Stored data:

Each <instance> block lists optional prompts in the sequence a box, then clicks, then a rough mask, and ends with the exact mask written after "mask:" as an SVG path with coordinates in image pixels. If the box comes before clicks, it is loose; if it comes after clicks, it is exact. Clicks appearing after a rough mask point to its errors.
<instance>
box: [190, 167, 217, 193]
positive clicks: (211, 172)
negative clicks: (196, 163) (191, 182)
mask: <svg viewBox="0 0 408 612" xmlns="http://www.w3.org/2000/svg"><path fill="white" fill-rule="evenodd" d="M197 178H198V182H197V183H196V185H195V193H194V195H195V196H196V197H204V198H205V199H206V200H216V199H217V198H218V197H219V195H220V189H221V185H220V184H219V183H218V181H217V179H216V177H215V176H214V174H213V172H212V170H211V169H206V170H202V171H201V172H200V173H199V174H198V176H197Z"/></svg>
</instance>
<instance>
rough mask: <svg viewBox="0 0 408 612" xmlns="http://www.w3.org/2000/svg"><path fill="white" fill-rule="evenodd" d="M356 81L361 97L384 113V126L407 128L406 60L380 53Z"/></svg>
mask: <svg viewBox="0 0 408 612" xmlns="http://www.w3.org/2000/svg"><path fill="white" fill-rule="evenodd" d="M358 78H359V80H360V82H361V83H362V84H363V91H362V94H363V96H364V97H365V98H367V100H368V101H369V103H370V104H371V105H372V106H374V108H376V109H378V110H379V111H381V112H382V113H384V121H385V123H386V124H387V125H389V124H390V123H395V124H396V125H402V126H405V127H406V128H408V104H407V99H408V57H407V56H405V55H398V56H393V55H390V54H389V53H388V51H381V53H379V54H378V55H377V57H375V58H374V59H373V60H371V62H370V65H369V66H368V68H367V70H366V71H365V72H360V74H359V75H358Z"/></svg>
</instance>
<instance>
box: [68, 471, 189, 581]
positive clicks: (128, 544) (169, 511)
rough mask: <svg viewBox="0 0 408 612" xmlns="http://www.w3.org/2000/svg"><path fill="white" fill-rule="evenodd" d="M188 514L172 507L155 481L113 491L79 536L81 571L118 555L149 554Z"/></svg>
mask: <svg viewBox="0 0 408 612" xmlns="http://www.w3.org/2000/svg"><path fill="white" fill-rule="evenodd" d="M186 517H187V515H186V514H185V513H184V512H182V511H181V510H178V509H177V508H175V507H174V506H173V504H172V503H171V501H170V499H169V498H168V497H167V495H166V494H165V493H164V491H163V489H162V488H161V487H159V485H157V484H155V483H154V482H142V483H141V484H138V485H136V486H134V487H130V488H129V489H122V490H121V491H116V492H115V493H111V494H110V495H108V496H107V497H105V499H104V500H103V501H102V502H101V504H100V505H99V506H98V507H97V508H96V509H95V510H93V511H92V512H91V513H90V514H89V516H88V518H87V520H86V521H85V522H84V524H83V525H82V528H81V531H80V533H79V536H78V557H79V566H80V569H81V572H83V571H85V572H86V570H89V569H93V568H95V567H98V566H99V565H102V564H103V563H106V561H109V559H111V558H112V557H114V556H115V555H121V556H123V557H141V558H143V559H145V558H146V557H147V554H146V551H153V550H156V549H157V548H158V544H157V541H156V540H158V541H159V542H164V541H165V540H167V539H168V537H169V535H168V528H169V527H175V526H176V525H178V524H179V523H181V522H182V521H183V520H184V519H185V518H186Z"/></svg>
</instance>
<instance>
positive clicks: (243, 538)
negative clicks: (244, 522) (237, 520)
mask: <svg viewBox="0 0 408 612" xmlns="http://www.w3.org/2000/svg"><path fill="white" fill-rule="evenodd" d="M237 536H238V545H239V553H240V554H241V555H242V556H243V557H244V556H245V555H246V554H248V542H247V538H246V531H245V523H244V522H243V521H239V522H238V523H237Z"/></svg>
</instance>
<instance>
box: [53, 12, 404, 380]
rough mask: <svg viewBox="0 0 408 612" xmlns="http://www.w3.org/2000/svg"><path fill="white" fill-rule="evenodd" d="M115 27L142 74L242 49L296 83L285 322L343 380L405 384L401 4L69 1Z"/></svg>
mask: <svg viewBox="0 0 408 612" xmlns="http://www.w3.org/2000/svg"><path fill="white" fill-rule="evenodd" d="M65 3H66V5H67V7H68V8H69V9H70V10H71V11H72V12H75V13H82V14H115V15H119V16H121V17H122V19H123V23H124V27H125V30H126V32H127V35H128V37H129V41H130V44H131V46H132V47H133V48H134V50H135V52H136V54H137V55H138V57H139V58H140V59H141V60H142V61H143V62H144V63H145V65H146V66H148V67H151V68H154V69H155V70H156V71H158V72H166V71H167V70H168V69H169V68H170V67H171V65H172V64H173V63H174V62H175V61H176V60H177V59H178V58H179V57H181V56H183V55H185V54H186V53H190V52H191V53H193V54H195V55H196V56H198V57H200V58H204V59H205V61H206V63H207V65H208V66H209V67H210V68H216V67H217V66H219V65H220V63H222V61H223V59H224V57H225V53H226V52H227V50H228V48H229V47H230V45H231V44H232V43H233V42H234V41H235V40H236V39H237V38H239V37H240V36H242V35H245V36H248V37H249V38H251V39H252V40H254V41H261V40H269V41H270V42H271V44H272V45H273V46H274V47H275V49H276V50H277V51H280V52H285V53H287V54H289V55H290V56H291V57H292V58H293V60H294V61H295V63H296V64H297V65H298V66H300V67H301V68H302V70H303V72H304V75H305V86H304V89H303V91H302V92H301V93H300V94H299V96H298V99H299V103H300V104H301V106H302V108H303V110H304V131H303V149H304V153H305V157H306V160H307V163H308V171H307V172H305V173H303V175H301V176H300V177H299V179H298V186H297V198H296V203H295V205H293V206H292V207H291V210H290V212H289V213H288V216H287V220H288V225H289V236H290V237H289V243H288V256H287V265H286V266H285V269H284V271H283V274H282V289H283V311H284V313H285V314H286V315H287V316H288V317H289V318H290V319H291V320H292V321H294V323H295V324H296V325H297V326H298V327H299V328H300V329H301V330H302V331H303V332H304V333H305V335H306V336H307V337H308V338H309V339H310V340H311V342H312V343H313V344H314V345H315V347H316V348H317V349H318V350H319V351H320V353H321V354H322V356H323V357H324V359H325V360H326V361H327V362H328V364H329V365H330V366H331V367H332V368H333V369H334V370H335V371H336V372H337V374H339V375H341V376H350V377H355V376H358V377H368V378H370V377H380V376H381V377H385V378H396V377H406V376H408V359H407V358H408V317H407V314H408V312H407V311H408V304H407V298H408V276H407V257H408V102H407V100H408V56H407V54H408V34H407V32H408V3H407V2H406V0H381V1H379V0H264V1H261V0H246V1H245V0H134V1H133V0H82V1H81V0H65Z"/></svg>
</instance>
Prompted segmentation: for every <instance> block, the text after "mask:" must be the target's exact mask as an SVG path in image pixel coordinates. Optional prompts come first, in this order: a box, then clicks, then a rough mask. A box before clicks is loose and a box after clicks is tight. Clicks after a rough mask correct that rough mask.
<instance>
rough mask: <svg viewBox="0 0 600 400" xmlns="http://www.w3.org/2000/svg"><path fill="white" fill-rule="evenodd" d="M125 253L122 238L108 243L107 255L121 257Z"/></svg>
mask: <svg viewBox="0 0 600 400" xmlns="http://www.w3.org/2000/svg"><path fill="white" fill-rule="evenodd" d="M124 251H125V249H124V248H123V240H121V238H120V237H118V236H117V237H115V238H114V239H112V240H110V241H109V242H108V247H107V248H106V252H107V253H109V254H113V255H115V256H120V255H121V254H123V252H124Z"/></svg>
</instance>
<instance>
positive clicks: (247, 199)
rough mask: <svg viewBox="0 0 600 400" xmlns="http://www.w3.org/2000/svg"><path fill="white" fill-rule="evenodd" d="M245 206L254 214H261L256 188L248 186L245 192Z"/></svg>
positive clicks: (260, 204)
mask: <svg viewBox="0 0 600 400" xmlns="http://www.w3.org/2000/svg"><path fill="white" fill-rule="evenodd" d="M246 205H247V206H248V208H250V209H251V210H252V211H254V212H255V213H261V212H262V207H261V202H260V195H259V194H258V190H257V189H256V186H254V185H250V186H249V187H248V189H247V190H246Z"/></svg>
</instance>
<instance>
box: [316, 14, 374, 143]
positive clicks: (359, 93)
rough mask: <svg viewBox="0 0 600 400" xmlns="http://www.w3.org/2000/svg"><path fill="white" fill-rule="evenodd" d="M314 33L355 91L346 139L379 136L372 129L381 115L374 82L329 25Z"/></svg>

- **WHAT NEEDS TO BE DONE**
Using the records above, find and show each line with the string "prompts".

- **RESULT FOR THIS TASK**
Each <instance> block lists optional prompts in the sequence a box, then clicks, then a rough mask, and ends with the exact mask written after "mask:" as an SVG path with coordinates in image pixels. If the box comes before clicks, it is loose; if it comes after clicks, it is exact. Clicks appearing after a rough mask point to its errors.
Prompted segmentation: for every <instance> block, the text after "mask:" must be the target's exact mask as an SVG path in image pixel coordinates. Optional prompts come first, in this order: a box, then clicks, then a rough mask. A box before clicks is loose and a box after clicks is tight. Clicks after a rough mask correct that rough mask.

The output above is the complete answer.